DIRECTIVE:
Return every line of the data below word for word, leaving out the pictures.

Data drawn from a collection:
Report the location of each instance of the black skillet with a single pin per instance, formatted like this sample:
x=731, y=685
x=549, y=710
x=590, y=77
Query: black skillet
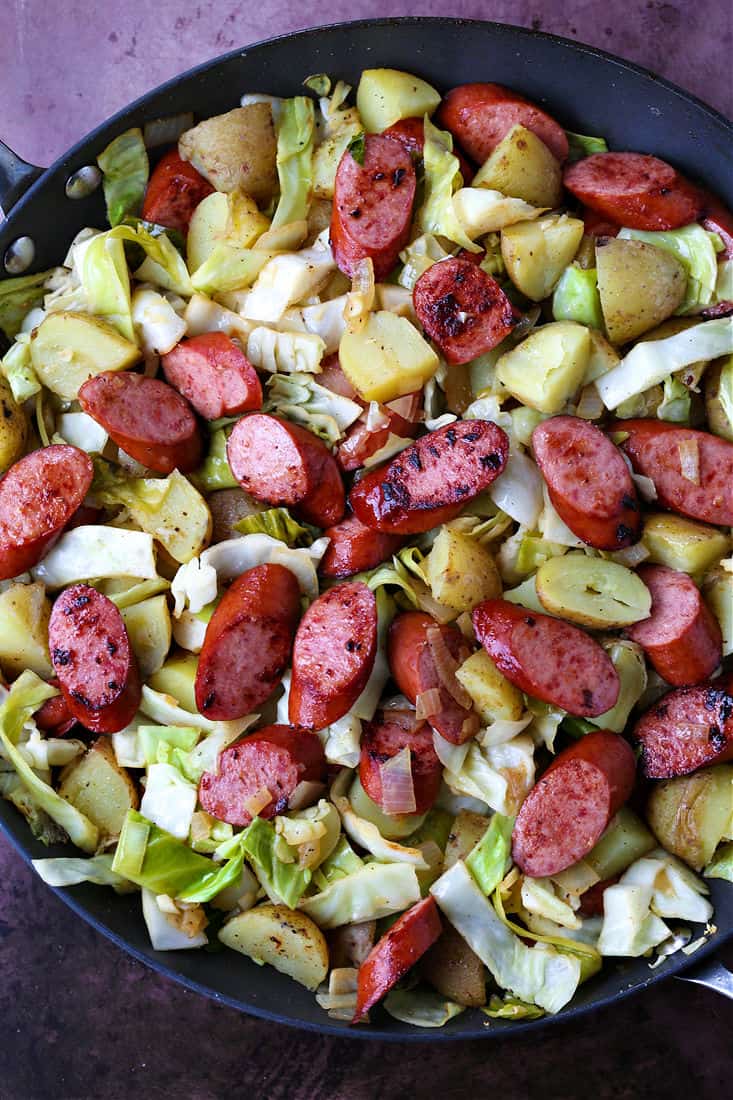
x=590, y=92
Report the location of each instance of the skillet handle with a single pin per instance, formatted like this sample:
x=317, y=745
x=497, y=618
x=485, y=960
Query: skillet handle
x=713, y=975
x=15, y=177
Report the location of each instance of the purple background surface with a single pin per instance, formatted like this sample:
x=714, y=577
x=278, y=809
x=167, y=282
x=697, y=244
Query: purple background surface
x=80, y=1019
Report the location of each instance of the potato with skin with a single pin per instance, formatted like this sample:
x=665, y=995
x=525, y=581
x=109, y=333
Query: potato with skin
x=13, y=427
x=639, y=286
x=284, y=937
x=689, y=815
x=523, y=166
x=461, y=572
x=236, y=151
x=536, y=253
x=99, y=788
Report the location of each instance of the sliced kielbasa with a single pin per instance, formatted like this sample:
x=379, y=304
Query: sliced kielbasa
x=547, y=658
x=566, y=812
x=271, y=761
x=681, y=637
x=334, y=655
x=146, y=417
x=389, y=734
x=93, y=659
x=395, y=953
x=39, y=496
x=479, y=116
x=686, y=729
x=215, y=375
x=634, y=189
x=462, y=308
x=692, y=471
x=588, y=482
x=280, y=462
x=372, y=206
x=423, y=657
x=354, y=548
x=429, y=482
x=174, y=190
x=248, y=642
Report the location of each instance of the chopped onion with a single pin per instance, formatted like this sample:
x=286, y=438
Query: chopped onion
x=428, y=703
x=397, y=787
x=689, y=460
x=166, y=131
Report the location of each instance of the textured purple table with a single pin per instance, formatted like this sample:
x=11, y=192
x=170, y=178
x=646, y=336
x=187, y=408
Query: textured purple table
x=81, y=1021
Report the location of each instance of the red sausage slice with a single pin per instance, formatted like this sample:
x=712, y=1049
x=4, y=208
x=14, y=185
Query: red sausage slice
x=174, y=191
x=588, y=481
x=429, y=482
x=354, y=548
x=419, y=663
x=634, y=189
x=149, y=419
x=39, y=496
x=93, y=659
x=462, y=308
x=395, y=953
x=215, y=375
x=681, y=637
x=687, y=729
x=411, y=134
x=479, y=116
x=282, y=463
x=248, y=642
x=547, y=658
x=658, y=449
x=334, y=655
x=372, y=206
x=383, y=738
x=273, y=760
x=565, y=814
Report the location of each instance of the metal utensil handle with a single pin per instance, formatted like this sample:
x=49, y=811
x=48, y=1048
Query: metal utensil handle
x=713, y=975
x=15, y=177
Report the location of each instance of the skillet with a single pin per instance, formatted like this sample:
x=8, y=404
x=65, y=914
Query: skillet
x=589, y=91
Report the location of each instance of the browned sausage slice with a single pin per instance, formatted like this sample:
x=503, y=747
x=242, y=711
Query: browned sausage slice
x=462, y=308
x=215, y=375
x=93, y=659
x=271, y=762
x=588, y=481
x=334, y=656
x=248, y=642
x=565, y=814
x=687, y=729
x=479, y=116
x=634, y=189
x=389, y=734
x=430, y=481
x=39, y=495
x=547, y=658
x=372, y=206
x=681, y=637
x=149, y=419
x=692, y=471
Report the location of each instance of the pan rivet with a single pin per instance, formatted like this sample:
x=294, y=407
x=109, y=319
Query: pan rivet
x=81, y=183
x=19, y=255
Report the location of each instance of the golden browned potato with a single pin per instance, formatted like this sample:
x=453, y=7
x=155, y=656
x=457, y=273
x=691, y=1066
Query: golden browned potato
x=523, y=166
x=236, y=151
x=689, y=815
x=455, y=970
x=639, y=286
x=99, y=788
x=13, y=427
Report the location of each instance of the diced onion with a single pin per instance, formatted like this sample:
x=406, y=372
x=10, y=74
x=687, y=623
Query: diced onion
x=397, y=785
x=689, y=460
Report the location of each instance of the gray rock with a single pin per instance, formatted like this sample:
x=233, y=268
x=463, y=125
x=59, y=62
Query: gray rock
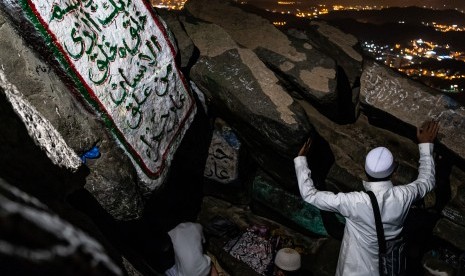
x=223, y=155
x=343, y=47
x=37, y=241
x=184, y=43
x=449, y=231
x=410, y=103
x=296, y=62
x=248, y=96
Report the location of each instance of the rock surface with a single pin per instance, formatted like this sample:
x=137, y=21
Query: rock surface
x=248, y=96
x=81, y=130
x=296, y=62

RESPONSE TO THIS TASK:
Report the location of each instance of the black skillet with a single pin per instance, formatted like this sample:
x=731, y=685
x=549, y=710
x=590, y=77
Query: black skillet
x=590, y=92
Report the location of each instance of the skillet handle with a single pin per instance, formatted like this sample:
x=317, y=745
x=497, y=618
x=485, y=960
Query: skillet handle
x=713, y=975
x=15, y=177
Report the location of each instance of the purple background surface with a single pin per instance, formatted like this sample:
x=714, y=577
x=278, y=809
x=167, y=282
x=697, y=244
Query: purple background surface
x=80, y=1019
Report the location of each instance of the potato with skin with a single pin per instance, formatted like this sample:
x=665, y=995
x=525, y=581
x=109, y=333
Query: potato with skin
x=13, y=427
x=639, y=286
x=284, y=937
x=689, y=815
x=523, y=166
x=461, y=572
x=236, y=151
x=536, y=253
x=99, y=788
Report the location of each instance of the sliced kielbasa with a single pin per instance, formatted like this sample:
x=379, y=304
Query: sliced kielbasa
x=547, y=658
x=566, y=812
x=271, y=761
x=681, y=637
x=334, y=655
x=146, y=417
x=389, y=734
x=93, y=659
x=395, y=953
x=39, y=496
x=479, y=116
x=686, y=729
x=215, y=375
x=634, y=189
x=462, y=308
x=692, y=471
x=588, y=482
x=280, y=462
x=372, y=206
x=423, y=657
x=354, y=548
x=429, y=482
x=174, y=190
x=248, y=642
Report the location of each instance of the chopped onion with a single pin per instance, formatted like this sample:
x=286, y=438
Query: chopped onion
x=428, y=703
x=397, y=787
x=689, y=460
x=166, y=131
Report the location of each instance of the textured purple table with a single pin per instance, formatted like this sample:
x=11, y=192
x=170, y=178
x=646, y=336
x=187, y=408
Query: textured purple table
x=81, y=1021
Report the location of each instance of the red sausage slice with a single pin per instance, formatted like this sample:
x=712, y=1049
x=4, y=208
x=14, y=185
Query: red sausage slice
x=174, y=191
x=588, y=481
x=429, y=482
x=354, y=548
x=419, y=663
x=634, y=189
x=149, y=419
x=39, y=496
x=93, y=659
x=462, y=308
x=395, y=953
x=215, y=375
x=681, y=637
x=687, y=729
x=411, y=134
x=479, y=116
x=282, y=463
x=248, y=642
x=547, y=658
x=658, y=449
x=334, y=655
x=372, y=206
x=383, y=738
x=273, y=760
x=565, y=814
Report the location of each instance of the metal utensil handle with a single pin per instance, formatted like this sample:
x=49, y=811
x=48, y=1048
Query: metal utensil handle
x=713, y=975
x=15, y=177
Report the location of each instance of the skillet with a single pin per instance, formatted like this sample:
x=8, y=404
x=65, y=914
Query: skillet
x=589, y=91
Report the location of each instance of the browned sausage slice with a single pin per instance, formatted like this sample:
x=503, y=747
x=242, y=711
Query: browned sausage slice
x=462, y=308
x=215, y=375
x=93, y=659
x=271, y=762
x=588, y=481
x=334, y=656
x=248, y=642
x=565, y=814
x=687, y=729
x=479, y=116
x=634, y=189
x=389, y=734
x=430, y=481
x=39, y=495
x=547, y=658
x=372, y=206
x=681, y=637
x=149, y=419
x=692, y=471
Report the location of each instance of the pan rivet with a single pin per instance, formatted like this sample:
x=294, y=407
x=109, y=319
Query: pan rivet
x=81, y=183
x=19, y=255
Report the location of each instance of the golden browned potato with a single pin per instance, formatted like this sample:
x=453, y=7
x=155, y=656
x=457, y=273
x=691, y=1066
Query: golden browned potato
x=523, y=166
x=236, y=151
x=689, y=815
x=455, y=970
x=639, y=286
x=99, y=788
x=13, y=427
Report the location of each instance of the diced onion with a single pin per instance, formatted like this sample:
x=406, y=372
x=10, y=74
x=687, y=623
Query: diced onion
x=397, y=785
x=689, y=460
Report the location of each instance of the gray rock with a single pin per instance, formatted like this sample:
x=233, y=268
x=463, y=125
x=59, y=62
Query: gray rock
x=223, y=155
x=343, y=47
x=37, y=241
x=184, y=43
x=449, y=231
x=410, y=103
x=296, y=62
x=248, y=96
Report the location of each instance of the rock surface with a single pin per instance, formatted like this sample:
x=137, y=21
Query: rock surface
x=248, y=96
x=81, y=130
x=296, y=62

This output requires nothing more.